*EXTRACT PROVIDED*.
The first day I ever spent in a tropical country I was charmed with the excessive novelty of everything about me; but suddenly that evening, being carried home in a chair by the coolie bearers, a flood of recognition poured over me like the waves of the sea, and for a few minutes the illusion was so strong as to leave me breathless with astonishment. I had the sense of having often done this before. The warm night, the padding of the bare feet in the dust, the hot smell of leaves, were all an old, trite experience. For days I struggled with that tormenting sense, with which we are all familiar, of being unable to recall a something, a name, that is perfectly well known – is "on the tip of the tongue," as one says – but all in vain; and in time the recognition grew fainter and more elusive with each effort to grasp it, until it slipped forever away into darkness. If such experiences as these are not inherited memories, what are they?

With sleep, the will becomes dormant. Waking, it guards and governs; chooses what we shall do and be and think; stands sentinel over the mind and rejects all comers with which it is not familiar. Unless the thought comes from within the known borders of the body's own life, the will will have none of it. But overtaken by fatigue and sinking into slumber with the night, his domain is left fenceless and unpatrolled, for with the will goes his troop of watchmen, judgment, logic, deliberation, ethics; and memory, ungoverned and uncontrolled, holds a feast of misrule. The barrier between past and present melts away; all his ancestors are merged into the individual; the events of the day are inextricably tangled with those of two centuries since, and this motley play of time is called a dream.

A man going back but to his great grandparents has already fourteen direct progenitors, and is heir of such strange or striking episodes of their fourteen lives as were sufficiently deeply impressed upon their memories to be transmittable. This alone is enough, one would think, to provide all the nights with material for the queer kaleidoscopic jumbling of leavings, with which the nimble mind diverts itself, turning over the leaves of its old picture-book alone in the dark while its sluggish comrade snores; but there is no reason to believe that there is a limit to these inheritances.

*PROBLEMS TO SOLVE*.
a. According to the passage on inherited memory and dreams, how many direct progenitors does a man have when he goes back only to his great grandparents?
b. Write out the passage on inherited memory and dreams word for word, starting at "With sleep, the" and ending at "called a dream.".
Rely only on the passage on inherited memory and dreams.

(Photo object pointing records)
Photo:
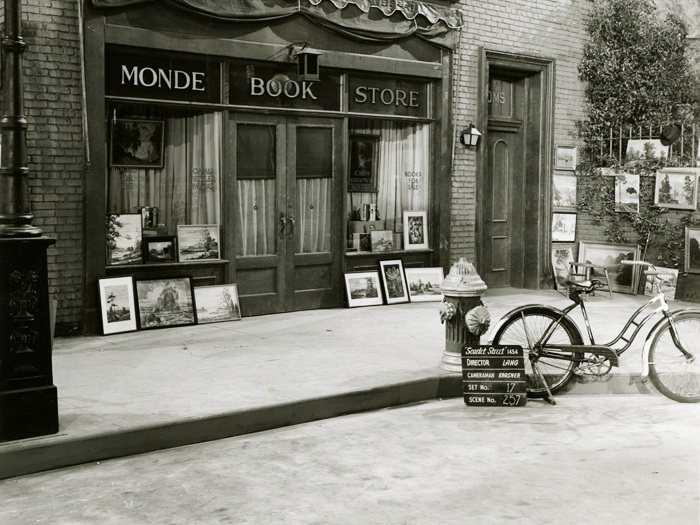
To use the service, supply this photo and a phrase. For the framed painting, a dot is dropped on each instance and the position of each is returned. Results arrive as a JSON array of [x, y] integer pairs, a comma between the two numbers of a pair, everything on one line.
[[623, 278], [123, 239], [566, 158], [415, 230], [362, 289], [364, 155], [117, 305], [564, 191], [643, 151], [215, 304], [692, 249], [424, 283], [137, 143], [196, 242], [381, 240], [563, 227], [626, 190], [676, 188], [393, 281], [165, 302], [159, 249]]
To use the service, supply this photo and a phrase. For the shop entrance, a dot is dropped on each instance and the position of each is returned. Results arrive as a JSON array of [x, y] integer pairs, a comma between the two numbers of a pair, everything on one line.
[[287, 220]]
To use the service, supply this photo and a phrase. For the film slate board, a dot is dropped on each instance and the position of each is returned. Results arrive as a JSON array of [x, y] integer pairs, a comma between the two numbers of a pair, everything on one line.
[[494, 375]]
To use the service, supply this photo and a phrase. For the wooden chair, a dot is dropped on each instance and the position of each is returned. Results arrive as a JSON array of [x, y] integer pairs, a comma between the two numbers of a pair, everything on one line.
[[582, 271]]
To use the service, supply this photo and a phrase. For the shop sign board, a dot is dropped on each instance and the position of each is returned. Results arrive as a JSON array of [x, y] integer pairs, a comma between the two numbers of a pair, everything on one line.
[[277, 86], [494, 375], [162, 78], [388, 96]]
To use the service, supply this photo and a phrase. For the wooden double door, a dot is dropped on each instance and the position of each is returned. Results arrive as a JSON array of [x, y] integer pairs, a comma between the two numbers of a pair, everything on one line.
[[287, 220]]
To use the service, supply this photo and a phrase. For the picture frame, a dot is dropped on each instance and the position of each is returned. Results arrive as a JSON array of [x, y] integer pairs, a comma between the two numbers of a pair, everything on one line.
[[197, 242], [564, 191], [562, 257], [159, 249], [364, 163], [381, 240], [117, 305], [424, 283], [137, 143], [363, 289], [124, 236], [563, 227], [623, 278], [566, 158], [676, 188], [415, 230], [642, 151], [692, 249], [165, 302], [393, 281], [216, 304]]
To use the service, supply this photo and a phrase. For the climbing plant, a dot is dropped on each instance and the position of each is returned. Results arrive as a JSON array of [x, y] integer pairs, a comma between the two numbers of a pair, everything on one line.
[[637, 76]]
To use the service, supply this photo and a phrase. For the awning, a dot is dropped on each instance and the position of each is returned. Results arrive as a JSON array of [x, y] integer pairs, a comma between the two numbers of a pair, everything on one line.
[[364, 20]]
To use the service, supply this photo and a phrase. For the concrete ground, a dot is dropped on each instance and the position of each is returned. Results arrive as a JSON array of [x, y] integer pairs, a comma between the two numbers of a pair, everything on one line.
[[591, 459]]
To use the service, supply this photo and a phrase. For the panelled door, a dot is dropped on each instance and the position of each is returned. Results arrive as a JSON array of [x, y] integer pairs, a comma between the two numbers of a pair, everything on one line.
[[288, 222]]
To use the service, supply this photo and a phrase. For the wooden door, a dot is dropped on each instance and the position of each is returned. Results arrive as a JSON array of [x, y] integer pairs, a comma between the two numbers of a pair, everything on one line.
[[287, 213]]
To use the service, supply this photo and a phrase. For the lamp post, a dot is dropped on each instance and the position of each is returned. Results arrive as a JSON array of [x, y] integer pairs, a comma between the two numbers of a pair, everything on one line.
[[28, 398]]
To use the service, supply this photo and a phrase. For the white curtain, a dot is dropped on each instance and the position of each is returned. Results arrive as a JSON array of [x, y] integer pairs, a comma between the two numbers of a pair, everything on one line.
[[187, 189], [404, 169]]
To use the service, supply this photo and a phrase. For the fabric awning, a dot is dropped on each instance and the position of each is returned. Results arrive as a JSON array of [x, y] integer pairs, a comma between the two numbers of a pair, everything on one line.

*EXERCISE RESPONSES*.
a. Fourteen.

b.
With sleep, the will becomes dormant. Waking, it guards and governs; chooses what we shall do and be and think; stands sentinel over the mind and rejects all comers with which it is not familiar. Unless the thought comes from within the known borders of the body's own life, the will will have none of it. But overtaken by fatigue and sinking into slumber with the night, his domain is left fenceless and unpatrolled, for with the will goes his troop of watchmen, judgment, logic, deliberation, ethics; and memory, ungoverned and uncontrolled, holds a feast of misrule. The barrier between past and present melts away; all his ancestors are merged into the individual; the events of the day are inextricably tangled with those of two centuries since, and this motley play of time is called a dream.